**Parts of the exercise**.
1. From the Centurion review, list every threat that the review says assails the party on its trek into enemy territory.
2. Decide whether each statement agrees with the Centurion review, answering yes or no and quoting the words that decide it: (a) Ulrich Thomsen plays Gorlecon. (b) Dias's warnings about Etain are heeded. (c) Eight centurion survivors set out to rescue Virilus.
++++ Selection ++++
Monday, April 8, 2013

Movie Review: "Centurion" by David Pretty

 
If nothing else, Centurion proves that the Roman invasion of Northern Britain and its rabid defense by the native population is actually a cautionary warning that history has a tendency to repeat itself.


Stop me if you've heard this one: the most powerful modern army on earth attempts to subjugate a remote, "uncivilized" part of the world.  They soon discover that for all of their high-tech equipment, elite training and battlefield honor, this "superior" force must now contend with an enemy that will employ any available tactic to mercilessly eliminate them as a foreign presence.

Modern parable aside, director Neil Marshall (who's already given us such solid exploitative fare as Dog Soldiers and Descent) uses his directorial soapbox to tell a harrowing action tale that's one part The Warriors, one part Gladiator and one part Saving Private Ryan.


Michael Fassbender plays Quintus Dias, a Roman centurion who's captured in a raid when the Picts attack a Roman outpost.  He's brought before their fearsome leader Gorlecon (Ulrich Thomsen), who is intent on wiping out every single Roman soldier in revenge over his slaughtered family.  In an effort to curry favor with Rome and earn the right to go back home, the Roman governor of Brittania dispatches the fabled Ninth Spanish Legion to Caledonia.  He gives the Legion's commander, General Titus Flavius Virilus (Dominic West), a single command: eradicate every single Pict they can find.

They're joined by a beautiful but lethal mercenary scout named Etain who's been tasked to lead the Roman army to their foes.  En route they come across Dias who's barely managed to escape.  He calls into question Etain's loyalties but his warnings go unheeded.  Eventually the scout reveals that she too has suffered immensely under the cruel hand of the Roman invaders and had her eye squarely fixed on vengeance.  Thanks to her tip-off, the Roman army is nearly decimated.


Dias and six other centurion survivors undertake a dangerous trek into the heart of enemy territory in order to rescue the captured Virilus.  At every step, the party is mercilessly assailed by starvation, the weather, internal treachery, wolf packs, Pictish patrols and Etain herself, who is soon revealed as death incarnate.

For the most part, Centurion is an adrenaline-fueled gauntlet that features one harrowing threat after another.  Although the script could have given us few more reasons to care about the harried Romans, the principal actors do a decent job charcoal-sketching their distinct personalities.  Standouts include Michael Fassbender as the stalwart and empathetic Quintus Dias and Dominic West as the brash, overconfident but undeniably noble Flavius Virilus.
++++ Record set ++++
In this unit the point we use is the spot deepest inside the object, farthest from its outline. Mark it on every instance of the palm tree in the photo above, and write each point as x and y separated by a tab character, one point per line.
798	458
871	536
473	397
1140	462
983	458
++++
**Answers to the problems**.
1. starvation, the weather, internal treachery, wolf packs, Pictish patrols, Etain herself

2.
(a) Yes: "He's brought before their fearsome leader Gorlecon (Ulrich Thomsen)"
(b) No: "He calls into question Etain's loyalties but his warnings go unheeded."
(c) No: "Dias and six other centurion survivors undertake a dangerous trek into the heart of enemy territory in order to rescue the captured Virilus."